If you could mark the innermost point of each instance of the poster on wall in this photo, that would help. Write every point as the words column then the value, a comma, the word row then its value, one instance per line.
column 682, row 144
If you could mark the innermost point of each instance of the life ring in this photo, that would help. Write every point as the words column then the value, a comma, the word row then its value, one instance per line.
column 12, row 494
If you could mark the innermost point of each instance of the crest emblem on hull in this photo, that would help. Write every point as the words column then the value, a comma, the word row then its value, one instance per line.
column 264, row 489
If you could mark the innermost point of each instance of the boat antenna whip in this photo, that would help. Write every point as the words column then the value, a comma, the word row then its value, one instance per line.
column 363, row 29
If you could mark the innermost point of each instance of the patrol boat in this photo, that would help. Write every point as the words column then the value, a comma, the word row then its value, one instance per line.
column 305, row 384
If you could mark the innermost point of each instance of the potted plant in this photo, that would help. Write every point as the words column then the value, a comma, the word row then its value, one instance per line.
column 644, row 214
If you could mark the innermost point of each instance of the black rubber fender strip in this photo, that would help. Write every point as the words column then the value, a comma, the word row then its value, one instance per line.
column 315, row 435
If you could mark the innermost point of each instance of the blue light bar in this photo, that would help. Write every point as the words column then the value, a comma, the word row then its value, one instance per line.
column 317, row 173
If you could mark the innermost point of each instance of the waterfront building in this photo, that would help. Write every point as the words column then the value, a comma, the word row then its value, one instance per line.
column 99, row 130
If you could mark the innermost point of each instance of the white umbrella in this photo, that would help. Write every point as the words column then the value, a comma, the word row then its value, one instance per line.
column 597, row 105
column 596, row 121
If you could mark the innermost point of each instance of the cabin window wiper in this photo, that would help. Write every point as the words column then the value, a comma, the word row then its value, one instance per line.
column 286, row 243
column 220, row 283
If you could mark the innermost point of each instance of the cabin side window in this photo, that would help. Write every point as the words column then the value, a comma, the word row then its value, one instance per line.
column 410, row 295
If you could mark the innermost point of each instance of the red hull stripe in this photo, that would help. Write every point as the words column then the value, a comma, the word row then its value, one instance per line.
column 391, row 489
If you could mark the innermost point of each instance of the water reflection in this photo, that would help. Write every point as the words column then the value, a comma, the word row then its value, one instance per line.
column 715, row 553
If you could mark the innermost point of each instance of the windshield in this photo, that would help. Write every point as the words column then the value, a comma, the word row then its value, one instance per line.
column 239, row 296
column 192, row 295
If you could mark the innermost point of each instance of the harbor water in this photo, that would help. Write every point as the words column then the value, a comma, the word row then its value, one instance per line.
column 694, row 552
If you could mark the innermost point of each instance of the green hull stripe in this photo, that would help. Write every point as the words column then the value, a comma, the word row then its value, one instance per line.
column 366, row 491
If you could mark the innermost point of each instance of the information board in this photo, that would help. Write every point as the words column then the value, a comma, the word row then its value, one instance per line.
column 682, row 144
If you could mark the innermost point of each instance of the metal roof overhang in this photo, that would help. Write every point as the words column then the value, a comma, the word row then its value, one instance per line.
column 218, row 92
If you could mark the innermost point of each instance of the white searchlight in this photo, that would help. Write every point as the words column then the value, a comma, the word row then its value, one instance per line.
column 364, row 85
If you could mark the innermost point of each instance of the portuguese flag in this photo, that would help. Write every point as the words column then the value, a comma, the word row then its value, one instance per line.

#### [Problem requirements]
Could you rewrite all of the rows above, replacing each "innermost point" with "central point" and leaving everything else unchanged?

#### [Reply]
If you could mark the central point of each instance of the poster on wall in this photo, that would help. Write every point as the words column then the value, a comma, the word row then its value, one instance per line.
column 682, row 144
If you could mark the central point of each instance of the life ring in this photo, that would help. Write every point as the words column then the value, a comma, the word row then its value, one instance per line.
column 12, row 494
If you could mark the central point of each instance of the crest emblem on hull in this photo, that would help. Write every point as the words column then the value, a comma, the word row then its value, one instance per line.
column 264, row 489
If you could mark the central point of each instance of the boat antenna whip in this photo, that would help. Write every point as the words column then the value, a comma, the word row then its value, one instance per line.
column 363, row 29
If you could mark the central point of each instance of the patrol boat in this photo, that would help. Write every point as the words column then the value, a comma, the word row then its value, one instance per line.
column 305, row 384
If you could mark the central point of each instance of the potted plant in this photo, that would help. Write every point as the words column then the value, a comma, the word row then its value, one instance per line.
column 644, row 214
If you could mark the central point of each instance of the black rubber fender strip in this photo, that would help. Write every point as the words column then the value, a comma, the word row then its value, one instance per line.
column 315, row 435
If you could mark the central point of each instance of the blue light bar in this photo, that would help. Write every point as the words column then the value, a comma, the word row then its value, one instance per line.
column 317, row 173
If you could mark the central point of each instance of the waterfront building in this photo, that would help. Write every point as the words column then the value, a comma, the word row then its value, one instance per line.
column 99, row 130
If you could mark the central point of each instance of the white umbrella in this photo, that would help. Write every point as the words column then the value, a comma, the word row then its value, one instance per line.
column 597, row 105
column 596, row 121
If you could mark the central point of each instance of the cabin window wiper in this photo, that would help. Write every point as the words column then the value, a comma, the word row then its value, one instance per line.
column 286, row 243
column 220, row 283
If you could mark the central point of each instance of the cabin side window in this photo, that would help. Write every point as the words column then the value, a comma, the word row then its value, one instance per line.
column 410, row 295
If you could mark the central point of each instance of the red hull stripe in this photo, that would help. Write every point as the words column then the value, a comma, the word row then its value, one instance per line.
column 391, row 489
If you could mark the central point of each instance of the water reflection in this photo, that would help. Write every point as the words column then the value, a comma, the word row then its value, one instance per line.
column 715, row 553
If you could mark the central point of each instance of the windshield in this photo, that would help. Write every point as the words column then the value, a comma, the word row then its value, one instance per line.
column 239, row 296
column 192, row 295
If you could mark the central point of each instance of the harbor water in this photo, that would help. Write every point as the words column then the value, a comma, the word row then its value, one instance per line.
column 694, row 552
If you could mark the central point of each instance of the green hull stripe in this photo, that would help. Write every point as the words column then the value, a comma, the word row then its value, one instance per line.
column 366, row 491
If you could mark the central point of each instance of the information board in this photo, that would help. Write every point as the words column then the value, a comma, the word row then its value, one instance per line.
column 682, row 144
If you could mark the central point of each instance of the metal roof overhang in this photo, that would help. Write every point as the words column then the value, a comma, the word row then its value, one instance per line.
column 218, row 92
If you could mark the central point of each instance of the white searchlight in this photo, that would help. Write every point as the words column then the value, a comma, the word row then its value, one instance per line.
column 364, row 85
If you could mark the central point of each instance of the portuguese flag in this photo, that would help. Write every point as the words column then the value, a comma, the word row then its value, one instance per line.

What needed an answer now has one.